* PROBLEM
The goal is an unaltered copy of the records below, minus any images.

(Natural language region descriptions)
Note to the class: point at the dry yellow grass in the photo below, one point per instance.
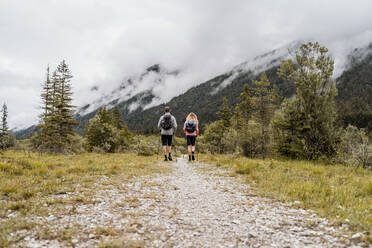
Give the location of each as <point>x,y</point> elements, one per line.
<point>26,182</point>
<point>341,194</point>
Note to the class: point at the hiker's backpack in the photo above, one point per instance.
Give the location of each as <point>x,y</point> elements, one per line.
<point>190,126</point>
<point>166,122</point>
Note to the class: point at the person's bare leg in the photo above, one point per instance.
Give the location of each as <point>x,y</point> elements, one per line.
<point>165,150</point>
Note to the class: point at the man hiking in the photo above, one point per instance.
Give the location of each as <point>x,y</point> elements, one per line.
<point>167,124</point>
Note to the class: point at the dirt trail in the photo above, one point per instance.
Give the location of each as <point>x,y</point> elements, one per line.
<point>191,207</point>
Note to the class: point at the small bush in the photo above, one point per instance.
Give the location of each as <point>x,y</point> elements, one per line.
<point>353,149</point>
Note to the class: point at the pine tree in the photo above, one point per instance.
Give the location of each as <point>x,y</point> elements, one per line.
<point>4,119</point>
<point>225,113</point>
<point>264,109</point>
<point>311,73</point>
<point>63,105</point>
<point>289,128</point>
<point>6,138</point>
<point>117,118</point>
<point>57,118</point>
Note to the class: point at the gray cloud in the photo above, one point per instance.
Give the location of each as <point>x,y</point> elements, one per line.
<point>104,41</point>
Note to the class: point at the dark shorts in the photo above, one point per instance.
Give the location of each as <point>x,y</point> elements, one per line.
<point>166,140</point>
<point>191,140</point>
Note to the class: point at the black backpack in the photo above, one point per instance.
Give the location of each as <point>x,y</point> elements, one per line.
<point>190,126</point>
<point>166,122</point>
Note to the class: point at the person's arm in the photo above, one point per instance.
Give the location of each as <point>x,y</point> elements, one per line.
<point>159,123</point>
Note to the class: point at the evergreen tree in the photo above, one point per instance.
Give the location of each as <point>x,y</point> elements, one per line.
<point>63,105</point>
<point>264,110</point>
<point>57,118</point>
<point>311,73</point>
<point>117,118</point>
<point>225,113</point>
<point>6,138</point>
<point>4,119</point>
<point>289,128</point>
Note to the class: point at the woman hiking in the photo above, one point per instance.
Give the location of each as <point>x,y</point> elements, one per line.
<point>191,129</point>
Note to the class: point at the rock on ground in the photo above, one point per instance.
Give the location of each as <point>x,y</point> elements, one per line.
<point>190,207</point>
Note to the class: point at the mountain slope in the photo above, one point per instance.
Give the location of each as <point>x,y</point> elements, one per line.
<point>138,103</point>
<point>206,98</point>
<point>355,90</point>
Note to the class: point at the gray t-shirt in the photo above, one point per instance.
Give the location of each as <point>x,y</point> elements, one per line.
<point>174,125</point>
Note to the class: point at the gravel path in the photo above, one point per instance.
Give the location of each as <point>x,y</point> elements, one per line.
<point>190,207</point>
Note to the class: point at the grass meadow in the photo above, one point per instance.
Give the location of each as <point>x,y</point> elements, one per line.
<point>339,193</point>
<point>26,182</point>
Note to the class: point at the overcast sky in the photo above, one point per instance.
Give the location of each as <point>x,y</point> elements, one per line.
<point>104,41</point>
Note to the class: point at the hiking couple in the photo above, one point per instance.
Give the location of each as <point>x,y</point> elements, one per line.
<point>168,125</point>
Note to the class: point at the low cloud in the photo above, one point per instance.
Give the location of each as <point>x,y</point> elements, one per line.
<point>105,41</point>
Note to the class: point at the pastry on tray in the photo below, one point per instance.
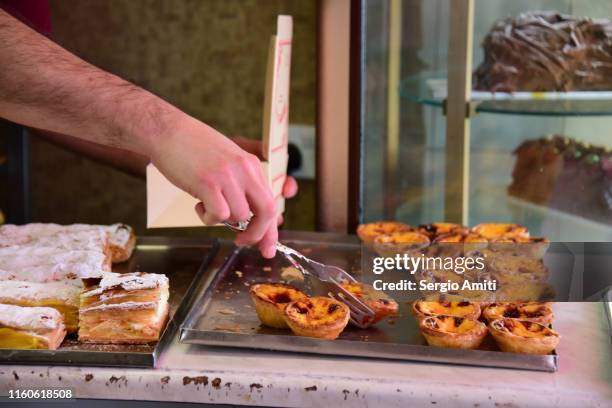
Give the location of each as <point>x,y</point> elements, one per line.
<point>381,303</point>
<point>270,300</point>
<point>522,336</point>
<point>44,264</point>
<point>30,327</point>
<point>368,232</point>
<point>533,312</point>
<point>408,242</point>
<point>423,309</point>
<point>320,317</point>
<point>118,240</point>
<point>453,332</point>
<point>438,229</point>
<point>62,296</point>
<point>493,231</point>
<point>129,308</point>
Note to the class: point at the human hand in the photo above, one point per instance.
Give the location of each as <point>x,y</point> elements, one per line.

* OUTPUT OF THE EXERCISE
Note to the class: point at the dry yellow grass in the photo below, one point per instance.
Give the location of each as <point>x,y</point> elements, one per line.
<point>26,182</point>
<point>341,194</point>
Note to the class: point at the hiker's backpack in the photo above, one point per instance.
Give the location of each as <point>x,y</point> elements, one per line.
<point>190,126</point>
<point>166,122</point>
Note to the class: point at the person's bare leg in the photo above, one point per instance.
Give the location of each as <point>x,y</point> elements, one per line.
<point>165,150</point>
Note to the class: point at the man hiking in the photo above, one point per instance.
Give the location of each as <point>x,y</point> elements, one per line.
<point>167,124</point>
Note to the class: point at the dirt trail in the photo above, one point per instance.
Give the location of each as <point>x,y</point> elements, one per line.
<point>191,207</point>
Note to the class: point at the small bush in the photo above, one point per instance.
Give the location of each as <point>x,y</point> elements, one per line.
<point>353,149</point>
Note to the class: point at the pine tree in the photo above, one point per instance.
Give the location of each as <point>x,y</point> elements, one per line.
<point>4,119</point>
<point>225,113</point>
<point>264,109</point>
<point>311,73</point>
<point>63,105</point>
<point>289,128</point>
<point>6,138</point>
<point>117,118</point>
<point>57,118</point>
Note to the class: point at the gray cloud in the photo above, one point per instance.
Give the location of each as <point>x,y</point> elements, one per line.
<point>104,41</point>
Note to the class: point at the dark shorts in the photo above, one point per instance.
Give the location of each as <point>x,y</point> elements, one per line.
<point>166,140</point>
<point>191,140</point>
Note to the class: point at the black backpack in the photo above, one point per instance.
Give the location of each as <point>x,y</point> elements, one per line.
<point>190,126</point>
<point>166,122</point>
Note to the class: point at the person's arm in the photo above, one point per instance.
Give the location of each as <point>x,y</point> elements, one per line.
<point>159,123</point>
Note to the class: point at the evergreen tree in the photo above, one point per instance.
Give the location of each as <point>x,y</point> elements, one per line.
<point>63,105</point>
<point>264,110</point>
<point>57,118</point>
<point>311,73</point>
<point>117,118</point>
<point>225,113</point>
<point>6,138</point>
<point>4,119</point>
<point>289,128</point>
Note to the class: point at the woman hiking in the photo above, one point per instance.
Give the location of each as <point>x,y</point> elements, one per line.
<point>191,129</point>
Note to the class: point at the rock on ground in the photo above, one point per instance.
Give the location of each as <point>x,y</point> elements, one per line.
<point>190,207</point>
Note to the class: point at the mountain slope in the photo above, one point per instance.
Give the location of each as <point>x,y</point> elements, one per line.
<point>138,103</point>
<point>206,98</point>
<point>355,90</point>
Note to the class: point at the gray t-shirt in the photo above, one point per instance.
Give the location of each as <point>x,y</point> elements, one per line.
<point>174,125</point>
Note to the class: point at the gravel path in the photo above, one point per instance.
Give the location of each as <point>x,y</point> elements, one per line.
<point>190,207</point>
Note to the class: point at the grass meadow in the photo above, one point per instance.
Give the location of each as <point>x,y</point> elements, one per line.
<point>339,193</point>
<point>26,182</point>
Note to the class: point at the overcast sky in the photo above, one point per instance.
Give the location of each as <point>x,y</point> elements, one per line.
<point>104,41</point>
Note to the class: point at the hiking couple in the photo above, one point per instance.
Give the location of each as <point>x,y</point> elements, one per line.
<point>168,125</point>
Note to the class: point at the low cloud in the photo above, one point per instance.
Give the location of each as <point>x,y</point> elements, one per line.
<point>105,41</point>
Note to the class: point at the pastry on tray in the photo below, one point per instance.
Give the location of each as <point>x,y</point> elements, one per line.
<point>381,303</point>
<point>270,300</point>
<point>522,336</point>
<point>44,264</point>
<point>30,327</point>
<point>368,232</point>
<point>533,312</point>
<point>408,242</point>
<point>423,309</point>
<point>320,317</point>
<point>118,240</point>
<point>453,332</point>
<point>438,229</point>
<point>62,296</point>
<point>493,231</point>
<point>129,308</point>
Note to the class: point at the human hand in the photo above, one point per instance.
Give the location of each as <point>x,y</point> elements, one per line.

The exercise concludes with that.